> _AIM_
In the patch below, why does recomputing page checksums in pg_combinebackup have to wait for a future release?

> _TEXT_
<<<<
From c8c5d5809b8f75217af84bfc6902a8d8ec066841 Mon Sep 17 00:00:00 2001
From: Robert Haas <rhaas@postgresql.org>
Date: Mon, 22 Apr 2024 14:52:02 -0400
Subject: [PATCH v1] pg_combinebackup: Detect checksum mismatches and document
 limitation.

If not all backups have the same checksum status, but the final backup
has checksums enabled, then the output directory may include pages
with invalid checksums. Document this limitation and explain how to
work around it.

In a future release, we may want to teach pg_combinebackup to
recompute page checksums when required, but as feature freeze has come
and gone, it seems a bit too late to do that for this release.
---
 doc/src/sgml/backup.sgml                    |  6 +++++-
 doc/src/sgml/ref/pg_combinebackup.sgml      | 20 +++++++++++++++++++
 src/bin/pg_combinebackup/pg_combinebackup.c | 22 +++++++++++++++++++++
 3 files changed, 47 insertions(+), 1 deletion(-)

diff --git a/doc/src/sgml/backup.sgml b/doc/src/sgml/backup.sgml
index b3468eea3c..91da3c26ba 100644
--- a/doc/src/sgml/backup.sgml
+++ b/doc/src/sgml/backup.sgml
@@ -892,7 +892,11 @@ test ! -f /mnt/server/archivedir/00000001000000A900000065 &amp;&amp; cp pg_wal/0
     only the incremental backup itself but also all earlier backups that
     are required to supply the blocks omitted from the incremental backup.
     See <xref linkend="app-pgcombinebackup"/> for further information about
-    this requirement.
+    this requirement. Note that there are restrictions on the use of
+    <literal>pg_combinebackup</literal> when the checksum status of the
+    cluster has been changed; see
+    <link linkend="app-pgcombinebackup-limitations">pg_combinebackup
+    limitations</link>.
    </para>
 
    <para>
diff --git a/doc/src/sgml/ref/pg_combinebackup.sgml b/doc/src/sgml/ref/pg_combinebackup.sgml
index def1e38ae6..fcf3e25460 100644
--- a/doc/src/sgml/ref/pg_combinebackup.sgml
+++ b/doc/src/sgml/ref/pg_combinebackup.sgml
@@ -261,6 +261,26 @@ PostgreSQL documentation
 
  </refsect1>
 
+ <refsect1 id="app-pgcombinebackup-limitations">
+  <title>Limitations</title>
+
+  <para>
+   <literal>pg_combinebackup</literal> does not recompute page checksums when
+   writing the output directory. Therefore, if any of the backups used for
+   reconstruction were taken with checksums disabled, but the final backup was
+   taken with checksums enabled, the resulting directory may contain pages
+   with invalid checksums.
>>>>
> _DATASET_
<<<<
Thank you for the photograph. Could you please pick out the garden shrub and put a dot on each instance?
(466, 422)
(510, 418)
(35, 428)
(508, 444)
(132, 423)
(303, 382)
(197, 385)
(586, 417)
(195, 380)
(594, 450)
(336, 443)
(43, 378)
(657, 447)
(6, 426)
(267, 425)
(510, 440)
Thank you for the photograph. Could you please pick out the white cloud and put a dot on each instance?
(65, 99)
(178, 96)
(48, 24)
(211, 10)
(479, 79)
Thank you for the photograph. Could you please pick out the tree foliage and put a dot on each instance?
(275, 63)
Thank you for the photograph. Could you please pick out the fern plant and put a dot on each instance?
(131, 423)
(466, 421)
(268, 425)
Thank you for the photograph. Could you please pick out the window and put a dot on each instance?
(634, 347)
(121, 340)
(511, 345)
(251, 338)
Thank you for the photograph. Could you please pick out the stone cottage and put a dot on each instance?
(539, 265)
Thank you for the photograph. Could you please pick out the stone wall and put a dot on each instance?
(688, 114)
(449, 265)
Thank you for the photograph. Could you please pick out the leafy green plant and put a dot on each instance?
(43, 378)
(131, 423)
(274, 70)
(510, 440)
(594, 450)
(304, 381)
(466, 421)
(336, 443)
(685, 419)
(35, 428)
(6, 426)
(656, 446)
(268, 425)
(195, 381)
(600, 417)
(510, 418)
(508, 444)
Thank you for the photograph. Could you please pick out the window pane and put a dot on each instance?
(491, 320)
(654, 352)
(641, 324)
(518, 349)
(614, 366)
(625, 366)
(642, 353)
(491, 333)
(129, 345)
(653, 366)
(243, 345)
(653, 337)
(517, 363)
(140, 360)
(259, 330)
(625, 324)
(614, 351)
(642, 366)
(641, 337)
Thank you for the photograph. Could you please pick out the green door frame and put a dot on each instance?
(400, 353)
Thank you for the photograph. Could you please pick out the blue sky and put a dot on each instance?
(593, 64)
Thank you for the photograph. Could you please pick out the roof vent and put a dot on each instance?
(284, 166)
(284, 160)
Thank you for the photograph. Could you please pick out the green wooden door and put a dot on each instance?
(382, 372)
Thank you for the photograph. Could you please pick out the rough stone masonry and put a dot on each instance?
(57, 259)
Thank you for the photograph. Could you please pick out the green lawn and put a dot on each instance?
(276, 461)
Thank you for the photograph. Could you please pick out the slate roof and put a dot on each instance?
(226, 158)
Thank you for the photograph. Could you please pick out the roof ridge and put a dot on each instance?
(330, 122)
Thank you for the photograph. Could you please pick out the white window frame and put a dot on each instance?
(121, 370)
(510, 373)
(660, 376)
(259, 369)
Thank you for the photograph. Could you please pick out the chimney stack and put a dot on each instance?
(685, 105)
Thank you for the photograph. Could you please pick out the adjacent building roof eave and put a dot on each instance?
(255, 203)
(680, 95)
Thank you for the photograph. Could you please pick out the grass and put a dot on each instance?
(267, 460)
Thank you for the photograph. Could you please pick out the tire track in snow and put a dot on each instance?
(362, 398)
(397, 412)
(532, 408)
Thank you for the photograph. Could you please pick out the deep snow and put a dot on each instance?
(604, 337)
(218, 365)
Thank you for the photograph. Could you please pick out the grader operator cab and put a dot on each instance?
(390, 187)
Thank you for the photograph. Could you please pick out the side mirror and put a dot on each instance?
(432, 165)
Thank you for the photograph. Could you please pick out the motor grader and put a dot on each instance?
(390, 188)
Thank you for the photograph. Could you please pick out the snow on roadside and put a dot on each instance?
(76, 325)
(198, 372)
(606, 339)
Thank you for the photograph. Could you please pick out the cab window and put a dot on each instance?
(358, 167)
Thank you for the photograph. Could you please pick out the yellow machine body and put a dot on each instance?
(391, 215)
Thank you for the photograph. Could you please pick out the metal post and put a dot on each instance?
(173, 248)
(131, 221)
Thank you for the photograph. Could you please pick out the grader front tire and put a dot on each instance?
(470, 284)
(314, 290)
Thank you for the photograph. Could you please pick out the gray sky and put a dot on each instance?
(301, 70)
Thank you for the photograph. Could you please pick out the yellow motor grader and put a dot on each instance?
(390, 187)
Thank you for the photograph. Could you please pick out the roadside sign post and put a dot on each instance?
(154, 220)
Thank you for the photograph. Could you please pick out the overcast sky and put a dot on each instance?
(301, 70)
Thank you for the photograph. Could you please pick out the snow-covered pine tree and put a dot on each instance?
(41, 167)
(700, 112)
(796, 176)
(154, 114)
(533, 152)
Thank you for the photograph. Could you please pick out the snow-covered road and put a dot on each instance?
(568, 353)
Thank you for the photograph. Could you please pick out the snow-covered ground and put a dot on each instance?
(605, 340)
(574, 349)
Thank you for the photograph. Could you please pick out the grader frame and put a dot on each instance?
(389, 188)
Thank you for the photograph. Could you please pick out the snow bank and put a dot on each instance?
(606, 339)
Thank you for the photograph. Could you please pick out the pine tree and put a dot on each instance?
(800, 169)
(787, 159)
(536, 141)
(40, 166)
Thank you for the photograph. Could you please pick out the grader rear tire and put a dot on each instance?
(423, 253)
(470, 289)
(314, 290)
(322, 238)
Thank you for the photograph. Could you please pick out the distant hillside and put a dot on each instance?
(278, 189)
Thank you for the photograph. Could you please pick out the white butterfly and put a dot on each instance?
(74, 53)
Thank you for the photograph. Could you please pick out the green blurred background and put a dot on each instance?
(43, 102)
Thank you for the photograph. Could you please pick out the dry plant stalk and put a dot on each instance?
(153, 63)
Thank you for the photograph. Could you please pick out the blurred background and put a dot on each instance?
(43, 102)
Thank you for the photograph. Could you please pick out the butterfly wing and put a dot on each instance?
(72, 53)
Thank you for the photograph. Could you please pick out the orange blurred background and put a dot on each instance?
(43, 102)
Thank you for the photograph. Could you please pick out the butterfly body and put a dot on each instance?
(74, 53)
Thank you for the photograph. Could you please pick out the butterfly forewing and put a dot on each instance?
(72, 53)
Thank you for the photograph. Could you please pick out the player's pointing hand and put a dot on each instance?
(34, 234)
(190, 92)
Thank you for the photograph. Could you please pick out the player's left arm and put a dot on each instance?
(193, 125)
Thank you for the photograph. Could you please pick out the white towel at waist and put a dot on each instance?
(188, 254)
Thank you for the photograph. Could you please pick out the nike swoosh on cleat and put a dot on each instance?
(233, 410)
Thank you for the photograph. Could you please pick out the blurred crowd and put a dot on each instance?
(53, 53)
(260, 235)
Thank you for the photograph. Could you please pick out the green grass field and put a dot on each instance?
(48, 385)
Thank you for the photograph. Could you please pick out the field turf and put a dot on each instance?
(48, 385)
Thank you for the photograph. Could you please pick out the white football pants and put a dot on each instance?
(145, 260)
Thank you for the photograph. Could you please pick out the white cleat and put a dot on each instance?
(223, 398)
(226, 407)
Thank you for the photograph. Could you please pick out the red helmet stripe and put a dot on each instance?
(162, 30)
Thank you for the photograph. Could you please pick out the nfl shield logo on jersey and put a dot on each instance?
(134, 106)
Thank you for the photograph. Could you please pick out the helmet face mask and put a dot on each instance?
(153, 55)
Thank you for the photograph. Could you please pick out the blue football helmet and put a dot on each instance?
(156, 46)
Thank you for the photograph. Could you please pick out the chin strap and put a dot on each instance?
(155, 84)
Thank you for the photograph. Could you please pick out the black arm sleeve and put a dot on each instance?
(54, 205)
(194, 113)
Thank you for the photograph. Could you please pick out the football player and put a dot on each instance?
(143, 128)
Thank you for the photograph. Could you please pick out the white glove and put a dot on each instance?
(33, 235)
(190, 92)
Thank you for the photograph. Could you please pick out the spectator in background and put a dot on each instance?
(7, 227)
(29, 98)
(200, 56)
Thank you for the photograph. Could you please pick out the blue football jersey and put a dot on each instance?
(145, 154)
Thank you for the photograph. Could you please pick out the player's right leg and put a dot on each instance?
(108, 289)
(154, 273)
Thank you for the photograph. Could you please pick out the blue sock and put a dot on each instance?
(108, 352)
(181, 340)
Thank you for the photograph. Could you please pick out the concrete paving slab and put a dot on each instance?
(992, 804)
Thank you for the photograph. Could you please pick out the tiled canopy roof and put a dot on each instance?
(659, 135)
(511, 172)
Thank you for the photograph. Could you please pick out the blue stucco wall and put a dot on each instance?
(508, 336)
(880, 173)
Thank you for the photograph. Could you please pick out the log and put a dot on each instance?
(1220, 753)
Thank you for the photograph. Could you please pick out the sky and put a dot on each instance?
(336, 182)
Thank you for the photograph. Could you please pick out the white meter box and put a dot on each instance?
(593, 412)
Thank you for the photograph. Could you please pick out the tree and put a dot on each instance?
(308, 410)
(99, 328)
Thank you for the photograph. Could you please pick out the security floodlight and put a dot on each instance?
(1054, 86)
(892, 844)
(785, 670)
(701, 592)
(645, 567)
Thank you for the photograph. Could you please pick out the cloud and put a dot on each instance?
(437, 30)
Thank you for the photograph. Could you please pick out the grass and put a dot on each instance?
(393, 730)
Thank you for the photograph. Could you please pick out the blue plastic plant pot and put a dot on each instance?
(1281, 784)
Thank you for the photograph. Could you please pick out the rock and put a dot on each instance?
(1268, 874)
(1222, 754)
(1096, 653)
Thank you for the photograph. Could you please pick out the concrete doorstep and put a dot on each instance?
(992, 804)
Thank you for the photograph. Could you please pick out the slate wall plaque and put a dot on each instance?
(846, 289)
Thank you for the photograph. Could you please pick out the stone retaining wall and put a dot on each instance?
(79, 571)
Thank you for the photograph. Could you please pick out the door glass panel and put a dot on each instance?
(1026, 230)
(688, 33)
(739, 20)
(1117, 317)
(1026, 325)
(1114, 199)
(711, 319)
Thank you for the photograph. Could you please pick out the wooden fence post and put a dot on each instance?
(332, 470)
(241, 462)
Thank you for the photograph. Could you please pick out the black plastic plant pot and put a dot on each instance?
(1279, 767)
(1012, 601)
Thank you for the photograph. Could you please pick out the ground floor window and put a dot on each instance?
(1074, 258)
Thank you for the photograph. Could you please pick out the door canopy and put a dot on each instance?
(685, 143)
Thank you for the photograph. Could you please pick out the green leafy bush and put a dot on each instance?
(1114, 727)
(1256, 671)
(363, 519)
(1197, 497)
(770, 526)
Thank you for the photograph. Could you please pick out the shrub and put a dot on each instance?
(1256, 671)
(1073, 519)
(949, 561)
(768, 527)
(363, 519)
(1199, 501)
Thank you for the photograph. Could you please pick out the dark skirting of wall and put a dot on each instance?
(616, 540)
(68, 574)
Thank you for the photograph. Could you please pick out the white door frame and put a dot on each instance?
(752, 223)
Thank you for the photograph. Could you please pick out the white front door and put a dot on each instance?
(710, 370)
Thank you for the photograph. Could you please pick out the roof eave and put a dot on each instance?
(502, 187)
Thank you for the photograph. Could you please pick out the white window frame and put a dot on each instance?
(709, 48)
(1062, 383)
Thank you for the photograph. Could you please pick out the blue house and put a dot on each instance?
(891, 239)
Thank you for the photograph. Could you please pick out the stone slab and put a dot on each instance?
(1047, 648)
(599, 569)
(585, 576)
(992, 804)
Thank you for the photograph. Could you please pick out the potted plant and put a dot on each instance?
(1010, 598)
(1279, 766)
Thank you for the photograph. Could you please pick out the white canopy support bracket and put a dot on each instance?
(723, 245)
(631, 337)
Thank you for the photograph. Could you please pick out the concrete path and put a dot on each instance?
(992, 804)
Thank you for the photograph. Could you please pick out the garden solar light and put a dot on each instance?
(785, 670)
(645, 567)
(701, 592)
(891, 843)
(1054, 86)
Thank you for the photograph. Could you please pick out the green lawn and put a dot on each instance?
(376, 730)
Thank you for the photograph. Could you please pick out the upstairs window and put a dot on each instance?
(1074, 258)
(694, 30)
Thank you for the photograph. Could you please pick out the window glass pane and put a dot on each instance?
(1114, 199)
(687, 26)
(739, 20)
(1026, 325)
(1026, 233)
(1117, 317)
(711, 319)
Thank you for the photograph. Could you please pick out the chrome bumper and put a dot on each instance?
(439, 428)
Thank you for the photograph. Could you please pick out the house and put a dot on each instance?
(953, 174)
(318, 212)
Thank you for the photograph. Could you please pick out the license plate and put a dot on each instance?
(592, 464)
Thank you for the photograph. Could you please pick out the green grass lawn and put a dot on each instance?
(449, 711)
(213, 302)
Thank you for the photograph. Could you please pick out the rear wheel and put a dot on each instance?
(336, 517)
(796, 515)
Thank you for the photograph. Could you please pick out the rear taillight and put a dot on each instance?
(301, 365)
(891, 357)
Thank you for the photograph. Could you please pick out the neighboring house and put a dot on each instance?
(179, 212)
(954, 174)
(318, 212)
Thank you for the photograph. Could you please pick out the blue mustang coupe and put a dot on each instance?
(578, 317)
>>>>
> _RESULT BELOW_
Feature freeze has come and gone, so it seems a bit too late to do that for this release.